Set down the material once more, exactly as it appears.
>> begin
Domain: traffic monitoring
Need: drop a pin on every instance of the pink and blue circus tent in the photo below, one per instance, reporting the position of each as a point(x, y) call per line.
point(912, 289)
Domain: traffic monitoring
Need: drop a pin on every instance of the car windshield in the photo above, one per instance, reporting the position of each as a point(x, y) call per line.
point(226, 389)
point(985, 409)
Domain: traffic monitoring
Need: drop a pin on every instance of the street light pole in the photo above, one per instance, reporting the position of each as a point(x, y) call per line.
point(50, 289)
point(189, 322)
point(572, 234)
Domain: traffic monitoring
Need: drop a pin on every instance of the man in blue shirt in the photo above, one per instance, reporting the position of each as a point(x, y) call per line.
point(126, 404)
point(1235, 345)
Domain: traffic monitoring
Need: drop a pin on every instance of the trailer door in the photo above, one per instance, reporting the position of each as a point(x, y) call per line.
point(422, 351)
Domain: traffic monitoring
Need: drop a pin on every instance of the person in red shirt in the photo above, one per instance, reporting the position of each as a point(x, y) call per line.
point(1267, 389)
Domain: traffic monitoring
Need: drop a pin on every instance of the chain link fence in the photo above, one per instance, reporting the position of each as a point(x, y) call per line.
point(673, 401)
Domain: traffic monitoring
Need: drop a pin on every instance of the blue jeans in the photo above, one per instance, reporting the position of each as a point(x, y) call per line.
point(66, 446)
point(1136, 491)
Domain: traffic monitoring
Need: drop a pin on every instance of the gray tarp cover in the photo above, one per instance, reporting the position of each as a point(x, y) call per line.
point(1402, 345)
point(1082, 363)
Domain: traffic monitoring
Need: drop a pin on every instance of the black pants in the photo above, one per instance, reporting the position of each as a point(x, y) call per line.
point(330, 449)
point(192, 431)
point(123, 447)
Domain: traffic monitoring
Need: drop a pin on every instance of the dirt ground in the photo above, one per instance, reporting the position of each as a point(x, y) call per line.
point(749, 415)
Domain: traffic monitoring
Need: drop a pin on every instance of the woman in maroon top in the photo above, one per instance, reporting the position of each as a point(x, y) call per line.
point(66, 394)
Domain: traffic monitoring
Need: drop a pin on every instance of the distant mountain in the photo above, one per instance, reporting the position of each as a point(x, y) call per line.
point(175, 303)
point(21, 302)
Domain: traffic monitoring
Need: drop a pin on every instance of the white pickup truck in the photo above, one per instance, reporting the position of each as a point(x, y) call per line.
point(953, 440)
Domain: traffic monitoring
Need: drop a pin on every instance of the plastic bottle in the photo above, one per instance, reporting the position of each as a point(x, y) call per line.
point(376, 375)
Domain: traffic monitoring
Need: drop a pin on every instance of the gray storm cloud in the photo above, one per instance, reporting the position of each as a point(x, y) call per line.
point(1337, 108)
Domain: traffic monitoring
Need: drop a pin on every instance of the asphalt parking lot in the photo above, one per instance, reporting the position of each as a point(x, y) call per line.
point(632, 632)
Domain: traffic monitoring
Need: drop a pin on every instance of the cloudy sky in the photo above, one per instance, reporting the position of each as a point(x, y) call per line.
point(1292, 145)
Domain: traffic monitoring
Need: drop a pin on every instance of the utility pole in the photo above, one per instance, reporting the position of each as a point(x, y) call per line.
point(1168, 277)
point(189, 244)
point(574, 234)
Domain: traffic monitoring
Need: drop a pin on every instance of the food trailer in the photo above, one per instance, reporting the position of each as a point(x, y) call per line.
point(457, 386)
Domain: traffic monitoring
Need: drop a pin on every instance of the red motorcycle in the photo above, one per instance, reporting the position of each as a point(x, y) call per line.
>> end
**Expected answer**.
Domain: traffic monitoring
Need: drop a pin on every instance of the pink and blue circus tent in the photo below, one per instance, reporting the position of each as a point(x, y) call per line.
point(912, 289)
Domain: traffic monitoring
Need: drop a pin on every instance of the car windshield in the photo above, one per instance, reporting the position of each as a point(x, y) call per line.
point(226, 389)
point(985, 409)
Domain: traffic monitoring
Need: drop a pin on every instance of the street light pole in the photo above, one per instance, reporting the position of each as a point(x, y) call per line.
point(50, 289)
point(189, 322)
point(572, 234)
Domain: traffic monitoring
Need: drop a pin on every instance of the man in blue shirt in the photo above, one per instance, reporting the position of each as a point(x, y) call per line.
point(126, 404)
point(1235, 345)
Domain: traffic monitoring
Need: drop a pin on every instance of the trailer door in the photo above, one per instance, reporting the position of each as a point(x, y) call per line.
point(422, 351)
Domain: traffic monitoring
Need: drop a pin on every instance of the person in red shirt in the photo above, one per instance, reporting the position of each as a point(x, y) call per line.
point(1267, 389)
Domain: traffic monitoring
Need: drop a pin on every instance of the chain link fence in the photo above, one per instance, reporting the position of each as a point(x, y) call per line.
point(673, 401)
Domain: traffic monitoring
Need: drop a pin on every instance of the blue jeans in the photo above, one per instance, reporting the position of each as a point(x, y) call per line.
point(66, 446)
point(1136, 491)
Domain: traffic monitoring
Need: drop a pin on every instance of the gray tarp cover in the photo above, one per instance, reporting the position of each as a point(x, y) call per line.
point(1402, 345)
point(1082, 363)
Domain: traffic monitoring
Need: drop a pin on every instance of the black pants in the photo above, one per instance, reporting the position of each as a point(x, y) call per line.
point(330, 449)
point(192, 431)
point(123, 447)
Domain: traffic monitoring
Need: drop a pin on every instance of the dirt ground in the photo above, one per instance, reporting the position of each as a point(x, y) call per line.
point(749, 415)
Domain: traffic monitoring
Need: drop a pin on every instance of the woman in maroon top in the photo above, one per instance, reporting the position of each as a point(x, y) call per line.
point(66, 394)
Domain: traffic monitoring
Need: drop a pin on every instance of the distant mountain in the photo above, one per instance, reporting the position of each as a point(x, y) call per line.
point(175, 303)
point(21, 302)
Domain: traffic monitoring
Need: drop a pin on every instance of the white pickup truck in the photo above, one per instance, reporting the position of each as a point(x, y) call per line.
point(953, 440)
Domain: traffic monitoring
Need: drop a pin on every instance of the plastic bottle in the photo above, one per instance, reporting the position of each as a point(x, y) call per line.
point(376, 375)
Domain: traffic monitoring
Need: drop a pin on every instance of the gray storm cloud in the photo above, one per instance, reporting the position of each as a point(x, y) call per line.
point(1337, 108)
Domain: traffic monitoring
Need: drop a pin on every instance of the asphalt parking lot in the photo above, one per instance, reporting the position of each as a point(x, y) call per line.
point(632, 632)
Domain: traffic monitoring
Need: drop a pin on every instance of the cloudy sky in the photo above, one per instance, reporting the position of each as a point(x, y) call per line.
point(1292, 145)
Domain: traffic monitoring
Need: drop a pin on every instance of the utility pole in the photo above, one per instance, reporting the position of each as a point(x, y) call per line.
point(1168, 277)
point(189, 244)
point(574, 234)
Domain: traffic monitoring
Need: drop a pin on every instance of the food trailer in the photo above, one per instance, reporting the position of each as a point(x, y) call per line.
point(457, 386)
Domain: traffic monitoring
Need: drop a pin on every instance of the red motorcycle in the photo above, one per instance, reporting the position of each as a point(x, y) call per line.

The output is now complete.